- _EXERCISE TASK_
Could you copy each of the items below, reproducing every line without any change?
— start of DATA ROWS —
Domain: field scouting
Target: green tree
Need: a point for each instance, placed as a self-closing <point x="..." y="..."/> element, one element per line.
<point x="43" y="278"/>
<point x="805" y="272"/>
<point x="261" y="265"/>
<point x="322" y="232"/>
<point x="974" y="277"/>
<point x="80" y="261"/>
— end of DATA ROWS —
- _WORKED ANSWER_
Domain: field scouting
Target: green tree
Need: a point for each instance, placed as a self-closing <point x="..." y="..."/> element, one element per line.
<point x="43" y="278"/>
<point x="805" y="272"/>
<point x="261" y="265"/>
<point x="322" y="232"/>
<point x="974" y="277"/>
<point x="80" y="261"/>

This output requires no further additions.